Prompt: From the items below, copy out every line that contains the string "dress".

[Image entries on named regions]
■ ■ ■ ■

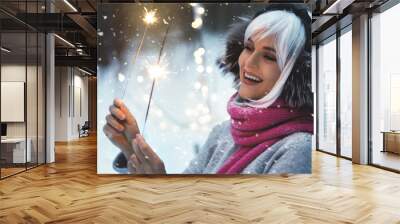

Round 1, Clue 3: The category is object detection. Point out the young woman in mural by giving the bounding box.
[103,5,313,174]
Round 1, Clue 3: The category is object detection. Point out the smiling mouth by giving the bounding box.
[243,72,263,84]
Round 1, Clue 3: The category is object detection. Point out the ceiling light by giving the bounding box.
[322,0,355,14]
[54,34,75,48]
[64,0,78,12]
[1,47,11,53]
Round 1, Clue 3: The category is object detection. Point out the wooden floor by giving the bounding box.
[0,134,400,224]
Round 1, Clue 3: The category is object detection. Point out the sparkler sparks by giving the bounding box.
[146,59,169,80]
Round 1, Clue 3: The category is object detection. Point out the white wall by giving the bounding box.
[55,67,88,141]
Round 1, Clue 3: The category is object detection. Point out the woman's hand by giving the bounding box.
[103,99,139,160]
[128,134,166,174]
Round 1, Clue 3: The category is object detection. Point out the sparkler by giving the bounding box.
[121,7,157,99]
[142,24,170,135]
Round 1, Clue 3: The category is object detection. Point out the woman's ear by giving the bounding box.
[217,19,250,86]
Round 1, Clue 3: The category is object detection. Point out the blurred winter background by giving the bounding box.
[97,3,265,174]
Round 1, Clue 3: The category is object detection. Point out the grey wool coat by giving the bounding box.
[113,120,312,174]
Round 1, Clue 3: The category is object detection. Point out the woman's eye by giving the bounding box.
[264,55,276,61]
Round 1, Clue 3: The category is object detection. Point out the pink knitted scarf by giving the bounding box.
[217,93,313,174]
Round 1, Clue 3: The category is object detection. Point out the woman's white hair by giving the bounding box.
[240,10,306,108]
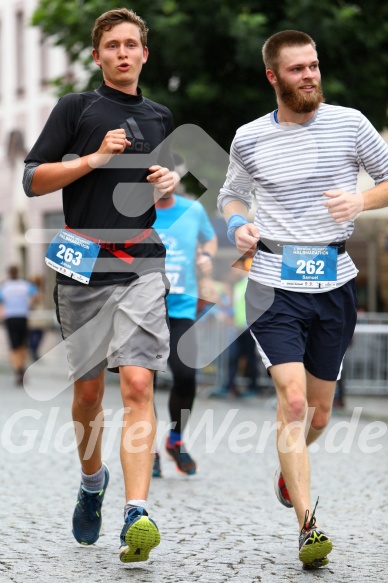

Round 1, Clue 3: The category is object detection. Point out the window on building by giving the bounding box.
[15,10,25,97]
[39,36,49,87]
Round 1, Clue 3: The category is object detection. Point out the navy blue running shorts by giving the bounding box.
[245,279,357,381]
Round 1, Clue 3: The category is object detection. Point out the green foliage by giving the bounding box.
[33,0,388,201]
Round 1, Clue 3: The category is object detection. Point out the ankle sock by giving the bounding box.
[81,466,105,494]
[168,430,182,445]
[124,500,148,520]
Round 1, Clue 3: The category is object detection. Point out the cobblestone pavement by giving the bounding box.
[0,367,388,583]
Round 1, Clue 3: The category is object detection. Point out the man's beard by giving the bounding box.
[277,76,325,113]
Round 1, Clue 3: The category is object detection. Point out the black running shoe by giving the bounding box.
[166,438,197,476]
[73,464,109,545]
[299,498,333,569]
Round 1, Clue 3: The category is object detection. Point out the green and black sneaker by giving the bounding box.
[299,498,333,569]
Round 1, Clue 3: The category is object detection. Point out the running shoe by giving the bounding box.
[152,452,163,478]
[299,498,333,569]
[119,507,160,563]
[274,468,293,508]
[166,438,197,476]
[73,464,109,545]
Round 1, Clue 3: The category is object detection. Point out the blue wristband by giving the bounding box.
[228,215,248,245]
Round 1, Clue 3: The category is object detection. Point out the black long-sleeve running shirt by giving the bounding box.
[24,84,173,285]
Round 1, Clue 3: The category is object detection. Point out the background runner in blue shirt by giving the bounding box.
[153,189,217,477]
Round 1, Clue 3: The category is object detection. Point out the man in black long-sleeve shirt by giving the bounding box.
[24,9,177,562]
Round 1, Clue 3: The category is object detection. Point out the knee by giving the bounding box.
[278,387,307,423]
[74,381,104,410]
[311,407,330,431]
[121,375,153,407]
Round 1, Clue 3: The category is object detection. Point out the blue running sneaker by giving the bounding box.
[73,464,109,545]
[119,506,160,563]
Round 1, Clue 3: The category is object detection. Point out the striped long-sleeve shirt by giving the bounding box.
[218,104,388,293]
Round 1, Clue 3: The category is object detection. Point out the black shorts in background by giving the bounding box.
[5,317,28,350]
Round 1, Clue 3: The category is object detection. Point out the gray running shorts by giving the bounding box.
[54,272,170,382]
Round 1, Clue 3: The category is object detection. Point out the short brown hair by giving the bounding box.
[262,30,317,72]
[92,8,148,51]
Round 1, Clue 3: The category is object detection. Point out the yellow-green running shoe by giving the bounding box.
[119,507,160,563]
[299,498,333,569]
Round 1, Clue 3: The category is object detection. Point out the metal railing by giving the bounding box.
[344,312,388,395]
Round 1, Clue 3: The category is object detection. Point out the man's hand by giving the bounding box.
[147,165,179,195]
[323,190,364,223]
[89,128,131,168]
[234,223,260,257]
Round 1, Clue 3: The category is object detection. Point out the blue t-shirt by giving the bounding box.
[153,195,215,320]
[0,279,38,318]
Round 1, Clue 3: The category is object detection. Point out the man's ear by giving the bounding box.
[143,47,149,65]
[265,69,277,85]
[92,49,101,68]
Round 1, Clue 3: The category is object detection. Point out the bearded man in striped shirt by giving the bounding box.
[218,30,388,568]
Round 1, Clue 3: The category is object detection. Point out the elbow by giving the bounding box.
[23,164,39,198]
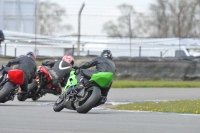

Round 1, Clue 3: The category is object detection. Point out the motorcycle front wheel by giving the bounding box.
[75,86,101,113]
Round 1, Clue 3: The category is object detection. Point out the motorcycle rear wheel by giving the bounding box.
[0,82,14,103]
[53,94,65,112]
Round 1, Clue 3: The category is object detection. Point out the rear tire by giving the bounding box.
[53,94,65,112]
[0,82,14,103]
[76,86,101,113]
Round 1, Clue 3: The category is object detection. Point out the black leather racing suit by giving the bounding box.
[7,56,37,92]
[42,61,71,95]
[79,57,116,97]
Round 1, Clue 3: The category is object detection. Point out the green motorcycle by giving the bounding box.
[53,69,114,113]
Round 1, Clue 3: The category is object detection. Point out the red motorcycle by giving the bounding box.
[0,66,24,103]
[28,66,70,101]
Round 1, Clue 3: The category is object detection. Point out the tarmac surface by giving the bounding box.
[0,88,200,133]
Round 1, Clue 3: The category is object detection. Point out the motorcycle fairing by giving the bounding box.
[64,71,78,92]
[89,72,114,88]
[39,66,52,82]
[8,69,24,85]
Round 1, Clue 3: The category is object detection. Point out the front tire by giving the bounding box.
[0,82,14,103]
[75,86,101,113]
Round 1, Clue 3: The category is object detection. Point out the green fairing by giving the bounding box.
[64,71,114,92]
[64,71,78,92]
[90,72,114,88]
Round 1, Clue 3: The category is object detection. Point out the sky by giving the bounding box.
[40,0,155,15]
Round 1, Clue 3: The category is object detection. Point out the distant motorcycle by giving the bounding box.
[0,66,24,103]
[28,66,70,101]
[53,69,114,113]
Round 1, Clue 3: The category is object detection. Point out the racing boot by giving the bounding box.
[17,91,28,101]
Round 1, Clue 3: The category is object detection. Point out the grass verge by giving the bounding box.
[112,80,200,88]
[109,100,200,114]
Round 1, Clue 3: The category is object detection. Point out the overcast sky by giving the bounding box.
[40,0,155,15]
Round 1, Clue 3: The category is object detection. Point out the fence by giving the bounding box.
[0,4,200,57]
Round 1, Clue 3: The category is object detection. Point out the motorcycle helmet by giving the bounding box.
[62,54,74,66]
[101,50,112,60]
[26,52,36,60]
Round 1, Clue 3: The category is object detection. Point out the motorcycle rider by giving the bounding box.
[41,54,74,95]
[73,50,116,105]
[6,52,37,101]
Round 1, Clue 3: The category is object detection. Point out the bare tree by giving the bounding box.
[149,0,198,37]
[103,4,145,37]
[38,2,72,35]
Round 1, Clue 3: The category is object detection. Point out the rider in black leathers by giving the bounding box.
[6,52,37,101]
[41,54,74,95]
[73,50,116,104]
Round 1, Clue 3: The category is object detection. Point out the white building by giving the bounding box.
[0,0,39,33]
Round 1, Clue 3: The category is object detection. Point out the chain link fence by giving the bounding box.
[0,13,200,57]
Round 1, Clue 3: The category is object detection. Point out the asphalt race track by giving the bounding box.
[0,88,200,133]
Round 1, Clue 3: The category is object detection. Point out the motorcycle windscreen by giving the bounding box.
[8,69,24,85]
[90,72,114,88]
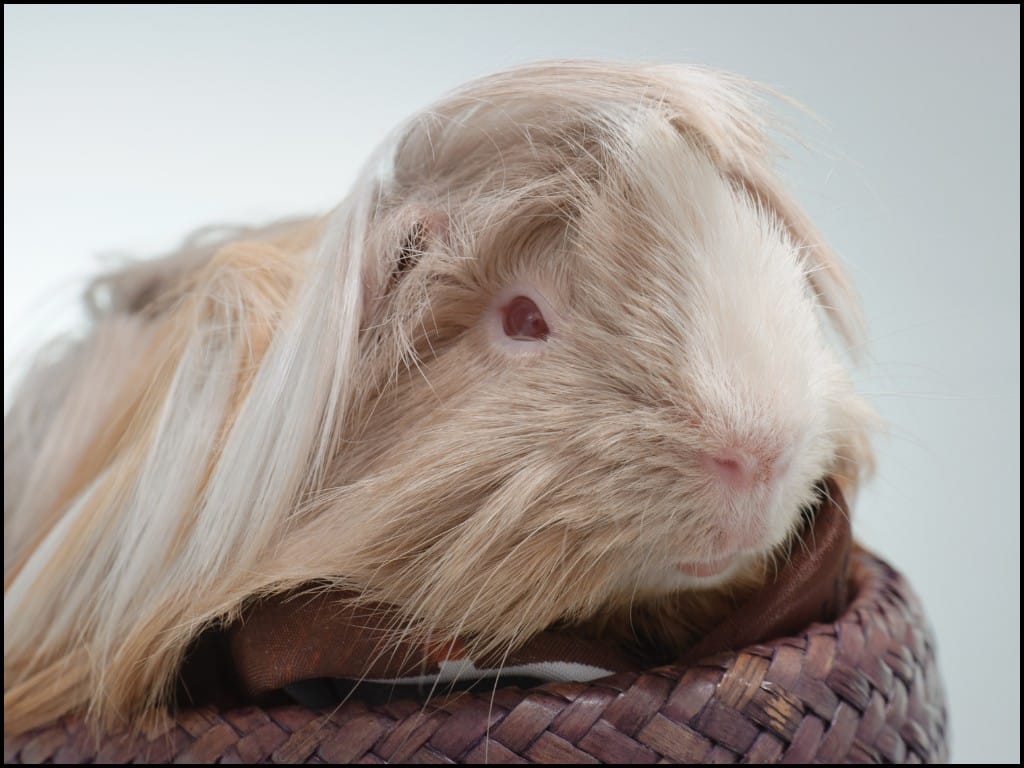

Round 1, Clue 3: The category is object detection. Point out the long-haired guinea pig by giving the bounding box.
[4,61,869,731]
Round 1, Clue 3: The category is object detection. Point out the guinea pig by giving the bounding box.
[4,61,870,731]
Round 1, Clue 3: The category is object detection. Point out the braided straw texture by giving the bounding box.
[4,551,947,763]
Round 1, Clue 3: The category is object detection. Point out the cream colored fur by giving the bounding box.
[4,61,869,731]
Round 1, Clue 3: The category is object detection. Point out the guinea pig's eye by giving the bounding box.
[501,296,550,341]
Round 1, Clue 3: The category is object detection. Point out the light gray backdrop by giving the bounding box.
[4,6,1020,763]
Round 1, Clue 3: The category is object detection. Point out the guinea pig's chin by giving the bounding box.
[652,552,760,592]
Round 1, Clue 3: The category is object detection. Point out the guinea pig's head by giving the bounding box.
[301,67,866,642]
[4,62,869,741]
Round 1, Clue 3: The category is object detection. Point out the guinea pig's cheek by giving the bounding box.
[482,283,565,356]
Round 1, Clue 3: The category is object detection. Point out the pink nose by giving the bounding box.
[701,449,785,488]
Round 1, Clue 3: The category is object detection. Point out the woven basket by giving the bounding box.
[4,551,947,763]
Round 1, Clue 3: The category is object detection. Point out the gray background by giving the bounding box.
[4,6,1020,763]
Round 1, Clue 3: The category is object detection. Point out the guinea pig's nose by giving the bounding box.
[701,447,788,488]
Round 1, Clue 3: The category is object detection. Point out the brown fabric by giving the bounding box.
[4,550,948,764]
[226,482,851,700]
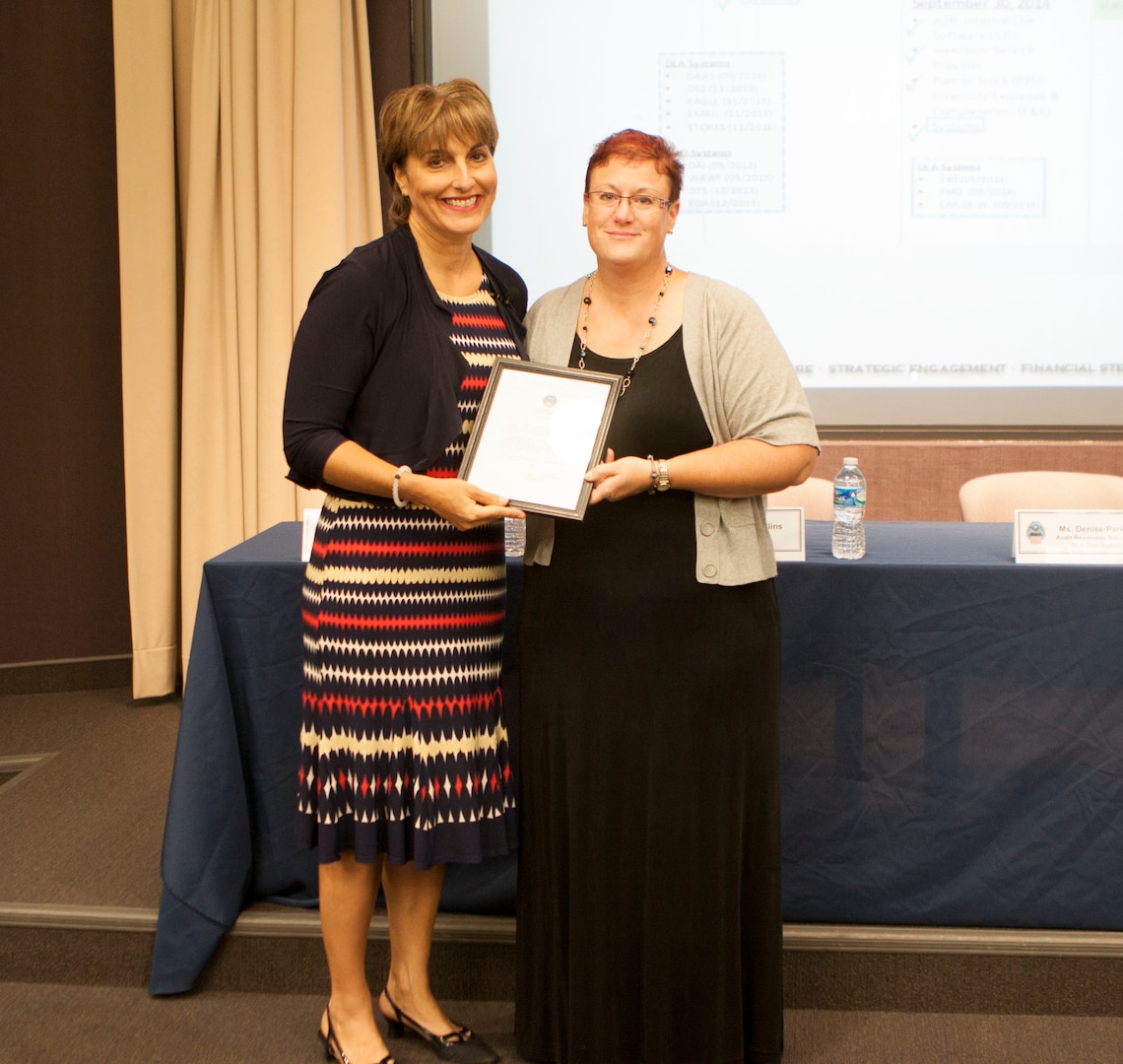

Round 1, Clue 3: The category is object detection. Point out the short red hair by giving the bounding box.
[585,129,683,203]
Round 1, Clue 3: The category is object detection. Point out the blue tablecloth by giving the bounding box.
[150,521,1123,994]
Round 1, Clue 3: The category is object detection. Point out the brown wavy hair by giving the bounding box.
[378,78,498,226]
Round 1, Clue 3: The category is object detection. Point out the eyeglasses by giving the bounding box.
[585,191,672,215]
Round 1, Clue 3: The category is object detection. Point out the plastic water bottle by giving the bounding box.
[831,458,866,559]
[503,517,527,559]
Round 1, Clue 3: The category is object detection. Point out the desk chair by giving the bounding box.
[959,470,1123,521]
[768,477,834,521]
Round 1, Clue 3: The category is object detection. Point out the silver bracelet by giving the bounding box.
[390,465,414,510]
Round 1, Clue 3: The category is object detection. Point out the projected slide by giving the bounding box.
[433,0,1123,424]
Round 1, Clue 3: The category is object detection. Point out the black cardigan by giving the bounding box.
[284,226,527,498]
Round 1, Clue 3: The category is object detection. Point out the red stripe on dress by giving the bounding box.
[452,310,506,328]
[320,610,504,632]
[331,539,497,559]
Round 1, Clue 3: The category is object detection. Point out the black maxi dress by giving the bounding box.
[515,330,783,1064]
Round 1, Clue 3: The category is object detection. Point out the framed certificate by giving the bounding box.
[459,359,620,520]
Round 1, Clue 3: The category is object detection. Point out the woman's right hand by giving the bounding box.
[398,473,527,531]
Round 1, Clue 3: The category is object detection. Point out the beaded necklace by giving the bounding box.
[577,262,675,398]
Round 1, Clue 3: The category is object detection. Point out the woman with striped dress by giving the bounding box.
[284,79,527,1064]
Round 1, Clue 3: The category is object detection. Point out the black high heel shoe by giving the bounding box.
[315,1009,394,1064]
[379,990,499,1064]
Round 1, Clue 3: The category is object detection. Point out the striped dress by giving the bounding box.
[298,282,516,870]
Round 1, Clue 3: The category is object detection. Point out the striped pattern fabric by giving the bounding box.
[298,288,516,869]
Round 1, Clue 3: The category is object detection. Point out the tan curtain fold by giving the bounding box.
[113,0,179,698]
[114,0,380,697]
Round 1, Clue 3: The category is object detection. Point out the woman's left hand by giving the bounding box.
[585,447,651,503]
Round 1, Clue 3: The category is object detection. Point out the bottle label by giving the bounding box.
[834,488,866,506]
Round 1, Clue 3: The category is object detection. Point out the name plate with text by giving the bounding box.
[768,505,808,562]
[1014,510,1123,565]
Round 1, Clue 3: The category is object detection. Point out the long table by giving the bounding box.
[150,521,1123,994]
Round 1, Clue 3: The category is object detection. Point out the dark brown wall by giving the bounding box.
[0,0,130,664]
[0,0,1123,674]
[0,0,412,690]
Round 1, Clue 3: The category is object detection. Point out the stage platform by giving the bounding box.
[0,688,1123,1017]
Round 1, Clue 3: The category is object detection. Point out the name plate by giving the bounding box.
[768,505,808,562]
[1014,510,1123,565]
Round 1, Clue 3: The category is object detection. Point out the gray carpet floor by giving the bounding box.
[0,689,1123,1064]
[0,983,1123,1064]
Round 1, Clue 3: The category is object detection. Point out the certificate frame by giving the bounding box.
[457,359,621,521]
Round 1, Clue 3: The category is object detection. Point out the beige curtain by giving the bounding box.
[113,0,380,698]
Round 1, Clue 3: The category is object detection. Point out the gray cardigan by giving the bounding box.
[526,273,819,584]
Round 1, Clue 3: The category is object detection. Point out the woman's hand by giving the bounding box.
[398,473,527,531]
[585,447,651,503]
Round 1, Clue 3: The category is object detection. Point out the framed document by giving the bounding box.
[459,359,620,520]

■ ■ ■ ■

Expected answer:
Round 1, Clue 3: The category is object detection. Point out the red stripe on dress by giving the bounding box.
Round 1, Clue 3: The category is object detection. Point out the black maxi dress by giving the bounding box.
Round 1, Clue 3: The category is object detection. Point out the woman with striped dress by giving the bounding box.
Round 1, Clue 3: The category is object detection. Point out the striped dress by giving the bounding box.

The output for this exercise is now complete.